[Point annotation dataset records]
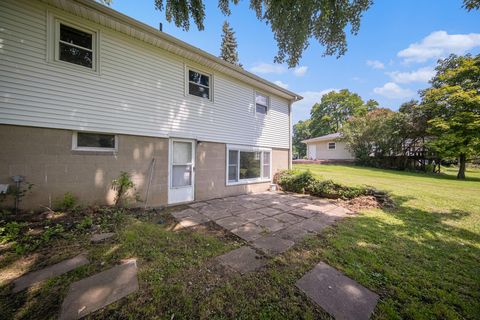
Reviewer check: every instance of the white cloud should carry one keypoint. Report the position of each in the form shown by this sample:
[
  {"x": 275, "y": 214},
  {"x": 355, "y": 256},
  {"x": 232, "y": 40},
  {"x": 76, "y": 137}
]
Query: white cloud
[
  {"x": 265, "y": 68},
  {"x": 420, "y": 75},
  {"x": 393, "y": 91},
  {"x": 281, "y": 84},
  {"x": 301, "y": 109},
  {"x": 300, "y": 71},
  {"x": 439, "y": 44},
  {"x": 375, "y": 64}
]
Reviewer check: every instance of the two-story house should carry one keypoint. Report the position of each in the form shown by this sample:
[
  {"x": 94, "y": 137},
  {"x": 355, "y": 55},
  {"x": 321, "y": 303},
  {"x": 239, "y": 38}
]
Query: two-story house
[{"x": 87, "y": 92}]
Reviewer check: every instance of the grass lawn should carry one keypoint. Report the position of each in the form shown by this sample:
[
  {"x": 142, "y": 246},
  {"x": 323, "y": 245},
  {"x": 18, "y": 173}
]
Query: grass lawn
[{"x": 423, "y": 258}]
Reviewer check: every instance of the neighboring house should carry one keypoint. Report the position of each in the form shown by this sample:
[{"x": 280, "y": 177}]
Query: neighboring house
[
  {"x": 88, "y": 92},
  {"x": 327, "y": 147}
]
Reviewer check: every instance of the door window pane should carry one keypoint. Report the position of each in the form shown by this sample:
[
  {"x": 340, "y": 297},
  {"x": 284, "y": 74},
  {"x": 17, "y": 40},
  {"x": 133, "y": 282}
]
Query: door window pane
[
  {"x": 182, "y": 152},
  {"x": 266, "y": 164},
  {"x": 250, "y": 165},
  {"x": 232, "y": 165},
  {"x": 95, "y": 140},
  {"x": 181, "y": 176}
]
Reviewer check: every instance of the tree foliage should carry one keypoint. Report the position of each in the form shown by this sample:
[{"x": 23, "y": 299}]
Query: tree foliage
[
  {"x": 228, "y": 49},
  {"x": 301, "y": 131},
  {"x": 292, "y": 22},
  {"x": 453, "y": 107},
  {"x": 334, "y": 109}
]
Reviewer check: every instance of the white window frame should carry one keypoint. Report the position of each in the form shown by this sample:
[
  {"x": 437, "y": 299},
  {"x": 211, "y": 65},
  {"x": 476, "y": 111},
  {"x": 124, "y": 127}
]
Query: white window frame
[
  {"x": 187, "y": 82},
  {"x": 53, "y": 38},
  {"x": 75, "y": 146},
  {"x": 255, "y": 102},
  {"x": 241, "y": 148}
]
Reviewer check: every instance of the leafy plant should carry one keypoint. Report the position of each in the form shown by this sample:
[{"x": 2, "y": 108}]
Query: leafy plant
[
  {"x": 122, "y": 185},
  {"x": 67, "y": 202}
]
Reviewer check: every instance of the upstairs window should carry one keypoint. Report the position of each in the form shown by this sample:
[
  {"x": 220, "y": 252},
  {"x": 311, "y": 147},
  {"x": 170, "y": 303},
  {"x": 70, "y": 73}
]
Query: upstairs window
[
  {"x": 198, "y": 84},
  {"x": 75, "y": 46},
  {"x": 89, "y": 141},
  {"x": 261, "y": 103}
]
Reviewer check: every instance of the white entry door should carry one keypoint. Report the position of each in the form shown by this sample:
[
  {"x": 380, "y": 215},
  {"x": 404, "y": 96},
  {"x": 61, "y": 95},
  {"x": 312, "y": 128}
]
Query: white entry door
[
  {"x": 312, "y": 151},
  {"x": 181, "y": 171}
]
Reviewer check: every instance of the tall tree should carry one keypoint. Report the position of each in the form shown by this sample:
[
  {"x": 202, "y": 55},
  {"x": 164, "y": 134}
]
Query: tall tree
[
  {"x": 228, "y": 49},
  {"x": 301, "y": 131},
  {"x": 453, "y": 106},
  {"x": 334, "y": 109}
]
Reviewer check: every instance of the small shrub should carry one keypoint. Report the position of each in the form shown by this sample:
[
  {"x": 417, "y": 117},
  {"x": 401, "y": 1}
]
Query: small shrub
[
  {"x": 294, "y": 181},
  {"x": 122, "y": 186},
  {"x": 68, "y": 202}
]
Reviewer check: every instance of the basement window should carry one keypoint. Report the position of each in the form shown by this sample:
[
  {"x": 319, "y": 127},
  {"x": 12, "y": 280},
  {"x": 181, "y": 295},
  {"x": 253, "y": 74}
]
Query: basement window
[
  {"x": 90, "y": 141},
  {"x": 248, "y": 164}
]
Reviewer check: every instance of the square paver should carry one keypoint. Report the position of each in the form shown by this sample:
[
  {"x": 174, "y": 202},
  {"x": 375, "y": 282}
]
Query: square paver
[
  {"x": 268, "y": 211},
  {"x": 272, "y": 245},
  {"x": 303, "y": 213},
  {"x": 95, "y": 292},
  {"x": 57, "y": 269},
  {"x": 242, "y": 260},
  {"x": 270, "y": 224},
  {"x": 251, "y": 216},
  {"x": 248, "y": 232},
  {"x": 337, "y": 294},
  {"x": 230, "y": 223}
]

**Short exercise:** The records above are to be reproduced exactly; the pictures are to be left out.

**Complete output:**
Reviewer check: every instance of the white cloud should carry one keypoint. Report the position of each in the form shown by this sample:
[
  {"x": 275, "y": 214},
  {"x": 355, "y": 256},
  {"x": 232, "y": 40},
  {"x": 76, "y": 137}
]
Query: white cloud
[
  {"x": 265, "y": 68},
  {"x": 420, "y": 75},
  {"x": 393, "y": 91},
  {"x": 281, "y": 84},
  {"x": 301, "y": 109},
  {"x": 300, "y": 71},
  {"x": 439, "y": 44},
  {"x": 375, "y": 64}
]
Reviewer check: every instance of the two-story house should carry one keypoint. Report the position of each in the form shown by this sample:
[
  {"x": 94, "y": 137},
  {"x": 355, "y": 55},
  {"x": 321, "y": 303},
  {"x": 239, "y": 38}
]
Query: two-story house
[{"x": 87, "y": 92}]
Reviewer check: every instance of the grass lawn should carry one keypoint. Report the position of each in the form shown by this sample:
[
  {"x": 142, "y": 246},
  {"x": 323, "y": 245},
  {"x": 18, "y": 173}
]
Query: grass lawn
[{"x": 423, "y": 258}]
Reviewer check: every instance of the neighboring house should carry one keypoint. Report the position of each in the form shown by this sample:
[{"x": 280, "y": 177}]
Query: neighboring house
[
  {"x": 88, "y": 92},
  {"x": 327, "y": 147}
]
Reviewer check: every instance of the door window pane should carry one keypoint. Report the position of each in the form shown by this sample:
[
  {"x": 340, "y": 297},
  {"x": 284, "y": 74},
  {"x": 17, "y": 40},
  {"x": 133, "y": 282}
]
Query: door window pane
[
  {"x": 182, "y": 152},
  {"x": 266, "y": 164},
  {"x": 250, "y": 165},
  {"x": 232, "y": 165},
  {"x": 95, "y": 140},
  {"x": 181, "y": 176}
]
Reviewer check: every instance of the tree foliage should carry one keypoint. Report the position of each in the form shown by this sample:
[{"x": 23, "y": 299}]
Query: tree foliage
[
  {"x": 228, "y": 49},
  {"x": 301, "y": 131},
  {"x": 292, "y": 22},
  {"x": 453, "y": 107},
  {"x": 334, "y": 109}
]
Reviewer check: every instance of the white window frame should carry one keypoint. Report the position of each in the form shown by this sample:
[
  {"x": 437, "y": 299},
  {"x": 211, "y": 65},
  {"x": 476, "y": 111},
  {"x": 124, "y": 127}
]
Query: white window frame
[
  {"x": 187, "y": 82},
  {"x": 53, "y": 38},
  {"x": 75, "y": 146},
  {"x": 255, "y": 102},
  {"x": 241, "y": 148}
]
Reviewer check: every instance of the leafy plant should carry one keypoint. Report the position of each in the form shown by this sample:
[{"x": 2, "y": 108}]
Query: leafy plant
[
  {"x": 122, "y": 185},
  {"x": 67, "y": 202}
]
Reviewer check: every instance of the upstairs window should carry one keypoint. Report the position of each in the form shown by this sample:
[
  {"x": 220, "y": 252},
  {"x": 311, "y": 147},
  {"x": 170, "y": 303},
  {"x": 70, "y": 73}
]
Query: upstairs window
[
  {"x": 198, "y": 84},
  {"x": 75, "y": 46},
  {"x": 89, "y": 141},
  {"x": 261, "y": 103}
]
Reviewer check: every instance of the white entry door should carry one keypoint. Report the position of each in the form shown by this sample:
[
  {"x": 380, "y": 215},
  {"x": 404, "y": 96},
  {"x": 61, "y": 95},
  {"x": 312, "y": 128}
]
Query: white entry door
[
  {"x": 312, "y": 151},
  {"x": 181, "y": 171}
]
Reviewer check: every instance of the tall tree should carry one keypoint. Report the position of each in the form shown by this sample:
[
  {"x": 202, "y": 55},
  {"x": 164, "y": 134}
]
Query: tall tree
[
  {"x": 228, "y": 49},
  {"x": 301, "y": 131},
  {"x": 453, "y": 106},
  {"x": 334, "y": 109}
]
Reviewer check: every instance of the small shrub should carry one keypoint. Report the position of each in the form shown by this sample:
[
  {"x": 417, "y": 117},
  {"x": 401, "y": 1}
]
Query: small shrub
[
  {"x": 294, "y": 181},
  {"x": 122, "y": 186},
  {"x": 68, "y": 202}
]
Reviewer check: every instance of the basement window should carry one keypoint. Report the position of each in the form shown by this sample:
[
  {"x": 319, "y": 127},
  {"x": 12, "y": 280},
  {"x": 181, "y": 295},
  {"x": 253, "y": 74}
]
Query: basement window
[
  {"x": 90, "y": 141},
  {"x": 248, "y": 164}
]
Reviewer check: every instance of the square paver should carry one keypoint. Report the position of each in the form shown by this sample:
[
  {"x": 174, "y": 202},
  {"x": 375, "y": 282}
]
Query: square paver
[
  {"x": 268, "y": 211},
  {"x": 272, "y": 245},
  {"x": 303, "y": 213},
  {"x": 95, "y": 292},
  {"x": 57, "y": 269},
  {"x": 242, "y": 260},
  {"x": 270, "y": 224},
  {"x": 251, "y": 216},
  {"x": 248, "y": 232},
  {"x": 337, "y": 294},
  {"x": 230, "y": 223}
]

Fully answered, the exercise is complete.